Records for this exercise:
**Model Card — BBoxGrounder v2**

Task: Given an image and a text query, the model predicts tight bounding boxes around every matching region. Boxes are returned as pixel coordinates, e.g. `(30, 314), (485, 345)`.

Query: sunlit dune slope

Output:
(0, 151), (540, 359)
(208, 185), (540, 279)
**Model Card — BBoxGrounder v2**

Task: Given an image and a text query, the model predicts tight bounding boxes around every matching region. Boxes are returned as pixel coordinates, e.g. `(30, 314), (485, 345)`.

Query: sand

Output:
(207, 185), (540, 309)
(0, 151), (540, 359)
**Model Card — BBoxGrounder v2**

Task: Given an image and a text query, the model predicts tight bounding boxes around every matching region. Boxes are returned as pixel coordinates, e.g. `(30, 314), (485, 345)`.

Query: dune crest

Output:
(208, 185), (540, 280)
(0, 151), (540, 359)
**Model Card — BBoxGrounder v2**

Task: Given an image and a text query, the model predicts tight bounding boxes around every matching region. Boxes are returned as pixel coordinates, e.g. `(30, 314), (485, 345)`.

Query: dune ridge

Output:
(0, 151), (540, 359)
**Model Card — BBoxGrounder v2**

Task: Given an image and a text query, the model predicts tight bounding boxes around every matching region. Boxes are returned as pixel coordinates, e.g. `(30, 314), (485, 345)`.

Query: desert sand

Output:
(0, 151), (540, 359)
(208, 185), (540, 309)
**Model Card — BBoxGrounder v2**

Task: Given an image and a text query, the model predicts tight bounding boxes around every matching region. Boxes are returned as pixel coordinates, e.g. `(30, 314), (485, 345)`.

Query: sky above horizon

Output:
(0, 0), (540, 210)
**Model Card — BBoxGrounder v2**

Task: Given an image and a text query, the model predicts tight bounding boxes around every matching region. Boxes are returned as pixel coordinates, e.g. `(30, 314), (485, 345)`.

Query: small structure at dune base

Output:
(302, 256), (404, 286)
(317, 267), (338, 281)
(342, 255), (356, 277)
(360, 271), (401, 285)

What to work on: Reproduce all of the data above verbatim, from the first line to the last, without altering any character.

Exercise answer:
**Model Card — BBoxGrounder v2**

Task: Given an image and a text query, the model predicts tight bounding boxes around every matching region. Boxes are returned as pixel coordinates, e.g. `(30, 314), (485, 345)`.

Query: sunlit dune slope

Output:
(0, 151), (540, 359)
(208, 185), (540, 279)
**Model Card — BBoxGrounder v2**

Task: Given an image and a text query, the model predicts tight bounding boxes around every matching region. Boxes are returned as pixel coordinates, e.g. `(30, 314), (485, 345)`.

Query: sand

Output:
(207, 185), (540, 309)
(0, 151), (540, 359)
**Model Card — BBoxGrounder v2**

Task: Given an image and a text query, the model predicts tight bounding boxes around every matching region. Boxes are returned as pixel coordinates, e.g. `(30, 314), (485, 345)`.

Query: dune crest

Output:
(208, 185), (540, 280)
(0, 151), (540, 359)
**Model Card — BBoxGrounder v2**

Task: Given an image and a text query, the model predicts tight bounding boxes around every matching region. Boxes are returned as pixel coordinates, e.g. `(30, 314), (485, 345)`.

Query: dune ridge

Output:
(0, 151), (540, 359)
**Model Card — BBoxGrounder v2**

Task: Given an image and a text query, the model predicts tight bounding boxes around every matching region. Boxes are returned as pixel coordinates, e.g. `(30, 314), (485, 345)`.

Query: desert sand

Output:
(0, 151), (540, 359)
(208, 185), (540, 309)
**Model Card — BBoxGrounder v2**

Task: Given an image and a text query, the model predicts tight bounding boxes around every matching region. Boxes are returned as pixel coordinates, e.g. `(30, 314), (485, 345)`.

Query: sky above horizon

Output:
(0, 0), (540, 210)
**Model Card — BBoxGrounder v2**

Task: Given an image and a text query, the model predicts tight bounding boxes around every matching region. Boxes are returned as pixel coordinates, e.g. `(30, 314), (485, 345)`.

Query: small structure at dune base

Output:
(302, 256), (404, 286)
(317, 267), (338, 281)
(342, 255), (356, 277)
(360, 271), (401, 285)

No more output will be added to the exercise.